Task to carry out |
Present, as a numbered list with blank lines omitted, the lines of the rows below that run from the line containing "Teacher note: indicate the tree" through the line containing "point(548, 317)", both ends included.

Supplied records |
┏━━
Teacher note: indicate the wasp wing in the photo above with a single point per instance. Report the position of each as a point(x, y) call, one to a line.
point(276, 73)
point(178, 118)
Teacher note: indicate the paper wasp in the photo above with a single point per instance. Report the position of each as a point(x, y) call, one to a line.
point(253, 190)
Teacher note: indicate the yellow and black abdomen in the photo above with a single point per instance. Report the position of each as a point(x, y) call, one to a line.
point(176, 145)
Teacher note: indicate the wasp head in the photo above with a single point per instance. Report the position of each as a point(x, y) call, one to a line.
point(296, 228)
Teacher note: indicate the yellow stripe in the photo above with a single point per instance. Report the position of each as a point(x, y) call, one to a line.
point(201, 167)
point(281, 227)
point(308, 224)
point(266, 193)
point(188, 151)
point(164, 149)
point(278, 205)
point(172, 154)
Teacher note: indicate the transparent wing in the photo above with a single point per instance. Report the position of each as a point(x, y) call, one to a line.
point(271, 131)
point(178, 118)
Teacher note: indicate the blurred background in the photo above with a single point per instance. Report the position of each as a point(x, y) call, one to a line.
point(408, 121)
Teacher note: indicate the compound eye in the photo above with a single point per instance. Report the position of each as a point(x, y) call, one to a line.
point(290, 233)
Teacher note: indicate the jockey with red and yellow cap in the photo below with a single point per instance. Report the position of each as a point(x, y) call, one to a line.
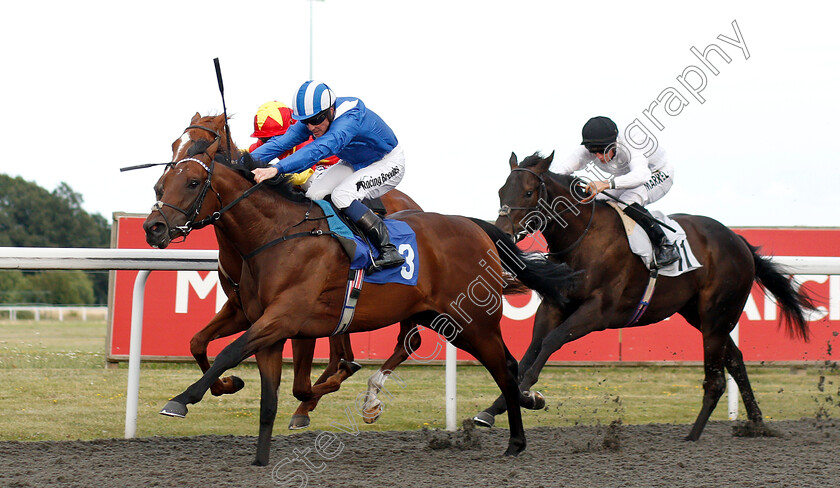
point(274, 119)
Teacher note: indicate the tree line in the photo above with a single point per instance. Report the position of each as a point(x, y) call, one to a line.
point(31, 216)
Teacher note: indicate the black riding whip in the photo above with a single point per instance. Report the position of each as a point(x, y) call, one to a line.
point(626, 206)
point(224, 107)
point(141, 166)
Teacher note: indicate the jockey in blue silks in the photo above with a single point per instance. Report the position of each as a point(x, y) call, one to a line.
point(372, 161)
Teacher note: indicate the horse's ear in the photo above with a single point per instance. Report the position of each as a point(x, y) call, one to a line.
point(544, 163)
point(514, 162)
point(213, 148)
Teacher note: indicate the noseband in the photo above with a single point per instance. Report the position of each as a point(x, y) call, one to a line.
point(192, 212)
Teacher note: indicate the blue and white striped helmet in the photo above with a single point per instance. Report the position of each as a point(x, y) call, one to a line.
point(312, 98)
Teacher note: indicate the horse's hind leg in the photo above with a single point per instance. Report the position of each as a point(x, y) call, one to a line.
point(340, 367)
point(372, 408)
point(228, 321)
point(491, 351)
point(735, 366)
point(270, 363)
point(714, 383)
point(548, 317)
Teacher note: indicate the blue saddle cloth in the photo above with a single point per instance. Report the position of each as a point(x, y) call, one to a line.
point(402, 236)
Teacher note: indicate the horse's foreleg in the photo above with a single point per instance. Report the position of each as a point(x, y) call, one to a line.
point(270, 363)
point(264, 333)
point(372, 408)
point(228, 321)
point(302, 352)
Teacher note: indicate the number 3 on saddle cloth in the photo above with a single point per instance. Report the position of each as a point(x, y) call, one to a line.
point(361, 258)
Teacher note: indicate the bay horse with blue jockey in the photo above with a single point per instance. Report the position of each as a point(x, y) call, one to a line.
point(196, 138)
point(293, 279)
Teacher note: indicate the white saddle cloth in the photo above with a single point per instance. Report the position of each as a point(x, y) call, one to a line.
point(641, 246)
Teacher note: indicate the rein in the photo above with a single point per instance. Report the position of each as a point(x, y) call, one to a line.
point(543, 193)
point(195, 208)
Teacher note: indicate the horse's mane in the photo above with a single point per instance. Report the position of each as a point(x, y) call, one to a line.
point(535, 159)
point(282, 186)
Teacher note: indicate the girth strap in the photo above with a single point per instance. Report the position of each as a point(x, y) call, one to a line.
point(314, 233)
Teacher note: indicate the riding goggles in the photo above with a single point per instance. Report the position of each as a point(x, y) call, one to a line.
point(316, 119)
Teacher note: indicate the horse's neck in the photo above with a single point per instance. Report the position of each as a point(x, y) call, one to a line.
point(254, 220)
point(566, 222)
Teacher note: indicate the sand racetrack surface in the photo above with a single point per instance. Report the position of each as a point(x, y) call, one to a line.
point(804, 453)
┗━━
┏━━
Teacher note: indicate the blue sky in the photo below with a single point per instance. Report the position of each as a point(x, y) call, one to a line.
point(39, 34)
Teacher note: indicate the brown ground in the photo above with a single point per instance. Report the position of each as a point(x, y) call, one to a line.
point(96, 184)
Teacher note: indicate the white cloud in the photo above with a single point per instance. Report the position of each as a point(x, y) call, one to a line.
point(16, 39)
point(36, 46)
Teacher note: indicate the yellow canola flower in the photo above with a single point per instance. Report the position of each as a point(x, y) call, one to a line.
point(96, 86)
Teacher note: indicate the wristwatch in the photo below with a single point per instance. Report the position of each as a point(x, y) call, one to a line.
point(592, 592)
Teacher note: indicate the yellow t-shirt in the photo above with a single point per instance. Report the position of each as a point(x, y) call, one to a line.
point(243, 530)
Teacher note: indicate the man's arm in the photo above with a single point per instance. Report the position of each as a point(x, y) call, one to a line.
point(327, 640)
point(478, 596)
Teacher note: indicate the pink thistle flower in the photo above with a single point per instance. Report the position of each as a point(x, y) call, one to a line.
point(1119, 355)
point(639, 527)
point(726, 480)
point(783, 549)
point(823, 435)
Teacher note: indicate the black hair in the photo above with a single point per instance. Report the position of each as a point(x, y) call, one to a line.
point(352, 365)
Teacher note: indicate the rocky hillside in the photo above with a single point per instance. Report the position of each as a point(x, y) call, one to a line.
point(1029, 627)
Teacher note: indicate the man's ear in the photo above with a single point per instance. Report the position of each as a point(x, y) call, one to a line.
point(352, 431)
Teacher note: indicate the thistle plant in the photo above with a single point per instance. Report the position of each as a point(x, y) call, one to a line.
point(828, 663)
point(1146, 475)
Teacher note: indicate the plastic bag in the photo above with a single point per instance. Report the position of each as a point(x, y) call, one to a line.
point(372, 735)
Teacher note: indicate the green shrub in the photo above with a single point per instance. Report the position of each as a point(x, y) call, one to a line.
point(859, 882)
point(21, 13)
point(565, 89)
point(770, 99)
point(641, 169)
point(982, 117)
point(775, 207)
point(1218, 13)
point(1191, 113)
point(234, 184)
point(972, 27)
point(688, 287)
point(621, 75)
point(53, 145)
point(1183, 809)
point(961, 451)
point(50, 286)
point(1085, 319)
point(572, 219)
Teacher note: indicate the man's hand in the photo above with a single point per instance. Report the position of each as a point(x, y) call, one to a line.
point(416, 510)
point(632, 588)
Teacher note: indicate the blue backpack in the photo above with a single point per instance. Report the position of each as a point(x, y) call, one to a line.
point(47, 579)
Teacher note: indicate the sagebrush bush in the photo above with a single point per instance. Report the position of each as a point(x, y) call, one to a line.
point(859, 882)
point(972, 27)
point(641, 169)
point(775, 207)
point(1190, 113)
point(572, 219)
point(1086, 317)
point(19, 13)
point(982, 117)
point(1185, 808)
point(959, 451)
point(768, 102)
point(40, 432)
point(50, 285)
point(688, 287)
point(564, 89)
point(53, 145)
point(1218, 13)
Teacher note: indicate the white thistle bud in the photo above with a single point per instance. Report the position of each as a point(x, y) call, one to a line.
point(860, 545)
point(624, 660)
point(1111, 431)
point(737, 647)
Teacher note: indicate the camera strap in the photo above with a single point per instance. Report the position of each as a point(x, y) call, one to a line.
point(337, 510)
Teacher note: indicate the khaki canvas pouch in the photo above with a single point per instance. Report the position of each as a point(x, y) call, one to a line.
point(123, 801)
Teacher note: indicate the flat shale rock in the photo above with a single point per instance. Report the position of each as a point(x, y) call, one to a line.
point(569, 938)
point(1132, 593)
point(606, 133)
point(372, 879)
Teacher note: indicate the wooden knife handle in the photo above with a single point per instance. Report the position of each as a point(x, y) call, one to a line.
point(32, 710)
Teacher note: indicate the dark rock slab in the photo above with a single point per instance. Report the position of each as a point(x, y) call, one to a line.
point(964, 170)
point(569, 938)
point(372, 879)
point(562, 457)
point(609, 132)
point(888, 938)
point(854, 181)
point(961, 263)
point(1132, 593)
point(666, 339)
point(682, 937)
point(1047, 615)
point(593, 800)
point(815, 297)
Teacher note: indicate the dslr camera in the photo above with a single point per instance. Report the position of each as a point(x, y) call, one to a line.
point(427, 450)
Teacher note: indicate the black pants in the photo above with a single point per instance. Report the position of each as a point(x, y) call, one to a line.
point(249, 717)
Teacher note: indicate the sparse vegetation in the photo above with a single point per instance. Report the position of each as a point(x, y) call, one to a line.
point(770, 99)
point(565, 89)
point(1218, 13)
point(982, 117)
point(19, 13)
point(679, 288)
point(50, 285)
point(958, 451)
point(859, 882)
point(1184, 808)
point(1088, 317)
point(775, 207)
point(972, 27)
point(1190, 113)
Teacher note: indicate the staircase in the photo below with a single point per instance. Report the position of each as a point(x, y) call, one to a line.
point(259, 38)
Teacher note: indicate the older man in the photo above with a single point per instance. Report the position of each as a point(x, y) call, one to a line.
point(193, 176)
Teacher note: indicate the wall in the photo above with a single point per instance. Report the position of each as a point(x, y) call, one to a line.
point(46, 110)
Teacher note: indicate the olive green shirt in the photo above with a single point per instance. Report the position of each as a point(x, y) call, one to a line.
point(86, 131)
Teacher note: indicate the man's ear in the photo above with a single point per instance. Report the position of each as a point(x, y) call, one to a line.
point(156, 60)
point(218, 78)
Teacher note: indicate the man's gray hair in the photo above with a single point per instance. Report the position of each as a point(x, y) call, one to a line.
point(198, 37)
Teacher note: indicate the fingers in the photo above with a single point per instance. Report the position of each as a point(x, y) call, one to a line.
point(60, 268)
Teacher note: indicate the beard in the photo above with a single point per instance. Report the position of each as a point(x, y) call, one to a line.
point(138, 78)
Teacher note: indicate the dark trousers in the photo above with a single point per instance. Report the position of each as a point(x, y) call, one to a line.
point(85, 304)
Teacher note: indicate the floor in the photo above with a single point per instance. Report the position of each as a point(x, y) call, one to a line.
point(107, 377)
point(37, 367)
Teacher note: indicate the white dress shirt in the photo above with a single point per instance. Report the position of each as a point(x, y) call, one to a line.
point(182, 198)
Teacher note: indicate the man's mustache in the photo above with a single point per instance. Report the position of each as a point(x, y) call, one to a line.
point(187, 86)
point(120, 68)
┗━━
Output of the task |
1. Teacher note: indicate the tree line in the photo above with a single point per instance. Report the position of each as a point(x, y) call, one to a line.
2. point(31, 216)
3. Teacher note: indicate the black riding whip in the photo above with a single point per instance. Report the position of each as a point(x, y) call, one to a line.
4. point(626, 206)
5. point(224, 107)
6. point(141, 166)
7. Teacher note: indicate the jockey in blue silks in the photo above with a single point per instance. Report the position of each as a point(x, y) call, one to a line.
8. point(372, 161)
9. Teacher note: indicate the horse's ear in the photo above with a single point per instance. Report the position of each as a point(x, y) call, one to a line.
10. point(544, 163)
11. point(514, 162)
12. point(213, 148)
13. Teacher note: indicate the noseband in the photo above with a single point per instance. Report the position of each as a point(x, y) call, one to a line.
14. point(192, 212)
15. Teacher note: indicate the blue and white striped helmet in the photo above with a single point per instance. Report the position of each as a point(x, y) call, one to a line.
16. point(312, 98)
17. Teacher note: indicate the horse's hind leg in the photo above with a single point per instance. Report the position of each as a point(x, y) call, one to a line.
18. point(340, 367)
19. point(372, 408)
20. point(228, 321)
21. point(491, 351)
22. point(735, 366)
23. point(270, 363)
24. point(714, 383)
25. point(548, 317)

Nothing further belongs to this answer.